***** Text block

Friday, March 17, 2017

some notes about grandstanders and Emily Nussbaum

I like a grandstanding critic. Sometimes.
In the postwar era, there were a number of grandstanders. Pauline Kael, though, stood out. A grandstanding critic is one who, while specializing in some department of American flotsam and jetsam – rock n roll, movies, comic books, tv – finds broader and deeper applications for her appreciations and pans. The goal is to give a sense of How We Live Now. Of course, the we is the uppercrust, and that interested segment that forms a suburb of the uppercrust – academics, journalists, that lot. Currently, the heir to Kael at the New Yorker is certainly Emily Nussbaum, who “does” television. I’m tempted to play with that sentence, to bring out its erotic and pornographic double sense, the way Kael would play with innuendo in the titles of her books – I lost it at the Movies, and the like. It is not inappropriate. Movies, as Kael saw, were a promiscuous medium, the select site for the range of our (upper and lower-crust) libidinous projections. But the movies got smaller – literally, they jumped onto discs and we play them at home. TV has evidently usurped the role of our libidinous puppet play, our naked Punch and Judy shows. Nussbaum is well placed to be the premier tv critic of the “golden age”. As everybody calls it.  Tom Carson is a distant contender. Carson, though, moves around too much.
My own taste, I confess, is mostly anti-Kael: I love Bergman, she hates Bergman. Kael felt that Chinatown was an essay in dopy nostalgia, I thought it reinvented the urban detective by making the object of the case the foundation of the city itself. Fuck the Maltese Falcon, it’s Water, my friends! And generally I agree with Renata Adler and Joan Didion, who both enjoyably jumped on Kael. The two were fiercer guards and critics of uppercrust moeurs. In a sense, the battle was between two divas of the ascetic modernist impulse and a sloppy voluptuary. But I have a weakness for the latter as well.
Nussbaum, like Kael, not only enthuses about her favorites, she enlists them in her own crusades. This is what she has done with “Girls”. This is what she has done with Megyn Kelly. I see no merit in “Girls” – I prefer both Sex in the City and Broad City – and I see less than no merit, I see positive political vice, in Megyn Kelly. When Nussbaum described Kelly as a Valkyrie, I don’t think she quite felt all the resonances of that particular comparison – all the Aryan Brothers mythology of it, which Kelly has quite consciously entertained. It is the grandstander’s vice to make cultural generalizations in a vocabulary that encodes fierce dialectical tensions and to never really tease out those tensions. Which is another way of saying that just as Kael often seemed to go off the rails (the most famous example is Last Tango in Paris), Nussbaum, too, sometimes seems to end up in corners that say more about uppercrust blindness than about the American wilds. The wilds, when all is said and done, is where, literally, the energy is expended that the upper crust captures. To be Marxianly vulgar, the wilds must be exploited economically, aesthetically and erotically in order for the uppercrust to function, however dimly it proceeds to do so.

**********
***** Data listing

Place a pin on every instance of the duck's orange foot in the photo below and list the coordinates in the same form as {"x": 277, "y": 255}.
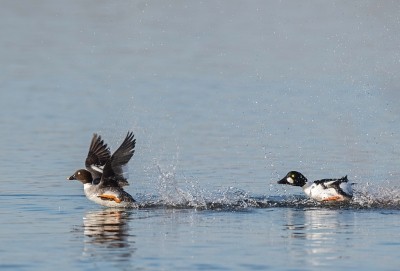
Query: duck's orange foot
{"x": 109, "y": 197}
{"x": 333, "y": 198}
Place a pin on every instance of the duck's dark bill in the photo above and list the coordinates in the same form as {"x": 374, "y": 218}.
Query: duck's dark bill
{"x": 71, "y": 178}
{"x": 283, "y": 181}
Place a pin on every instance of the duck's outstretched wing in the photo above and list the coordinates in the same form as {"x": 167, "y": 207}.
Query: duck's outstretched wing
{"x": 113, "y": 174}
{"x": 342, "y": 186}
{"x": 97, "y": 156}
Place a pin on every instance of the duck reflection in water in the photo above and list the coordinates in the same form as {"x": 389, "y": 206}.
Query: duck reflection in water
{"x": 107, "y": 229}
{"x": 316, "y": 234}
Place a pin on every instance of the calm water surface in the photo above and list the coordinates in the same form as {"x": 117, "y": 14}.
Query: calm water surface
{"x": 224, "y": 99}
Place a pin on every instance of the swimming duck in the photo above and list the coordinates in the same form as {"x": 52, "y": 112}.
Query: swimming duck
{"x": 321, "y": 190}
{"x": 103, "y": 177}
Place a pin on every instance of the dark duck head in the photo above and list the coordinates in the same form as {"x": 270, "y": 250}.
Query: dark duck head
{"x": 294, "y": 178}
{"x": 82, "y": 175}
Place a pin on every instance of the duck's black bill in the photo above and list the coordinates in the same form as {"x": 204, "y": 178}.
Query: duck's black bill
{"x": 71, "y": 178}
{"x": 283, "y": 181}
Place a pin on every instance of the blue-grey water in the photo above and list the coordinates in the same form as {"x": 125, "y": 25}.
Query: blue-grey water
{"x": 224, "y": 98}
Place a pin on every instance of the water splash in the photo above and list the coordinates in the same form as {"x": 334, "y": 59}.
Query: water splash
{"x": 183, "y": 193}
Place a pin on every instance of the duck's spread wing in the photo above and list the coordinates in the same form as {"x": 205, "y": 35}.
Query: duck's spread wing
{"x": 97, "y": 156}
{"x": 113, "y": 169}
{"x": 340, "y": 185}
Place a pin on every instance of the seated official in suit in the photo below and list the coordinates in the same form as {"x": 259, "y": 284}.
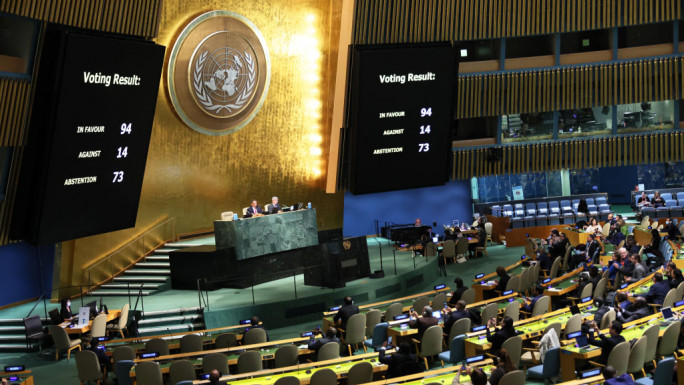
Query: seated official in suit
{"x": 656, "y": 294}
{"x": 606, "y": 343}
{"x": 254, "y": 210}
{"x": 330, "y": 336}
{"x": 401, "y": 363}
{"x": 346, "y": 311}
{"x": 424, "y": 322}
{"x": 274, "y": 207}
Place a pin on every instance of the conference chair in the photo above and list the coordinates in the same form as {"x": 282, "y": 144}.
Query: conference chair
{"x": 62, "y": 341}
{"x": 635, "y": 362}
{"x": 513, "y": 310}
{"x": 360, "y": 373}
{"x": 120, "y": 325}
{"x": 618, "y": 358}
{"x": 430, "y": 345}
{"x": 191, "y": 343}
{"x": 287, "y": 380}
{"x": 123, "y": 353}
{"x": 420, "y": 303}
{"x": 218, "y": 361}
{"x": 149, "y": 373}
{"x": 662, "y": 374}
{"x": 468, "y": 296}
{"x": 225, "y": 340}
{"x": 122, "y": 370}
{"x": 393, "y": 310}
{"x": 355, "y": 332}
{"x": 323, "y": 377}
{"x": 549, "y": 368}
{"x": 249, "y": 361}
{"x": 157, "y": 345}
{"x": 88, "y": 367}
{"x": 329, "y": 351}
{"x": 181, "y": 370}
{"x": 378, "y": 337}
{"x": 456, "y": 352}
{"x": 254, "y": 336}
{"x": 668, "y": 343}
{"x": 286, "y": 355}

**********

▶ Jobs
a: How would you render this sentence from the blog post in French: "Nussbaum is well placed to be the premier tv critic of the “golden age”."?
b: Duplicate everything in the blog post from "My own taste, I" down to "latter as well.".
c: According to the blog post, who is currently the heir to Kael at the New Yorker?
These rows stand apart from the blog post as separate material.

▶ Results by task
a: Nussbaum est bien placée pour être la première critique de télévision de l’« âge d’or ».

b:
My own taste, I confess, is mostly anti-Kael: I love Bergman, she hates Bergman. Kael felt that Chinatown was an essay in dopy nostalgia, I thought it reinvented the urban detective by making the object of the case the foundation of the city itself. Fuck the Maltese Falcon, it’s Water, my friends! And generally I agree with Renata Adler and Joan Didion, who both enjoyably jumped on Kael. The two were fiercer guards and critics of uppercrust moeurs. In a sense, the battle was between two divas of the ascetic modernist impulse and a sloppy voluptuary. But I have a weakness for the latter as well.

c: Emily Nussbaum